* BEGIN DATA PROVIDED *

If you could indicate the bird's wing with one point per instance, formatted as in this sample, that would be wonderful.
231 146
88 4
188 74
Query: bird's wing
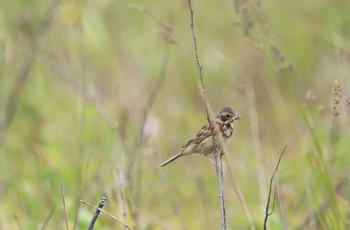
201 135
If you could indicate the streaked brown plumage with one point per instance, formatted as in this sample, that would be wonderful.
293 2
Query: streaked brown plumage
201 143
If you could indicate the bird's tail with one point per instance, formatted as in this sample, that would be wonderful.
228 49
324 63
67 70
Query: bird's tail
171 159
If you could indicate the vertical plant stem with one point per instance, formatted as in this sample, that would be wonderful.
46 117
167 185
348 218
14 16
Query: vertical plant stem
218 167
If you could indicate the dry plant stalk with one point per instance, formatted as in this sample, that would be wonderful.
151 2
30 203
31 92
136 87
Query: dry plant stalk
108 214
218 162
340 100
267 210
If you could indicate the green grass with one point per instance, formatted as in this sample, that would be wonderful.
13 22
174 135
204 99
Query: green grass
79 113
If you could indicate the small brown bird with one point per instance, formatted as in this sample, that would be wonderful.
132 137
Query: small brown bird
202 143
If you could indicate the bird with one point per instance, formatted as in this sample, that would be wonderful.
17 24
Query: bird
221 127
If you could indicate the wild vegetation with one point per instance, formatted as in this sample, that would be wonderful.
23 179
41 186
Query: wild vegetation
94 95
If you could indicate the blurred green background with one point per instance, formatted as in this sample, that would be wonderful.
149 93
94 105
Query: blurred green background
87 87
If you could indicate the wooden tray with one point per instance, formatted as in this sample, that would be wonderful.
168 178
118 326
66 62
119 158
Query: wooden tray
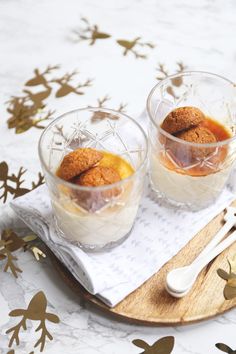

* END DATA PROVIDED *

● **EXERCISE OBJECTIVE**
Starting at the line that contains "If you could indicate the dry" and continuing through the end of the listing, write out only those lines again, including the requests. Multiply every point coordinate in the answers by 1.05 and round to whole numbers, with halves rounding up. Leave the requests and their sample coordinates unchanged, and leave out the pictures.

● **PROBLEM SOLUTION**
If you could indicate the dry plant stalk with one point per instance, formatted as in this sample, that would be wonderful.
151 2
30 203
31 92
136 87
Query: dry plant stalk
113 225
229 170
357 105
280 221
If you could indicate the green grass with one point per instance, formatted as in this sample, that would be wonderful.
13 22
174 135
204 99
Query: green grass
83 119
If you could indicate the small brown bird with one point per instance, formatted as in this sample, that would be wonderful.
132 137
Query: small brown bird
212 150
If you could indicate the bird with one point per instance, formatted as in this sample, that would be wonderful.
17 24
Query: bird
232 133
If you could indicate the wild vegetation with one point per instance, formatted as in this sample, that would be wonderful.
23 179
41 186
Query: wild vegetation
99 100
If you could indicate the blurred green background with one point per instance, formatted as in this sample, that would be wonderful.
149 93
94 105
Query: blurred green background
91 91
If you could indicate the wooden tray with one point per instance, formatted as in this sample, that would be wonderful.
168 178
118 326
66 62
119 158
Query: wooden tray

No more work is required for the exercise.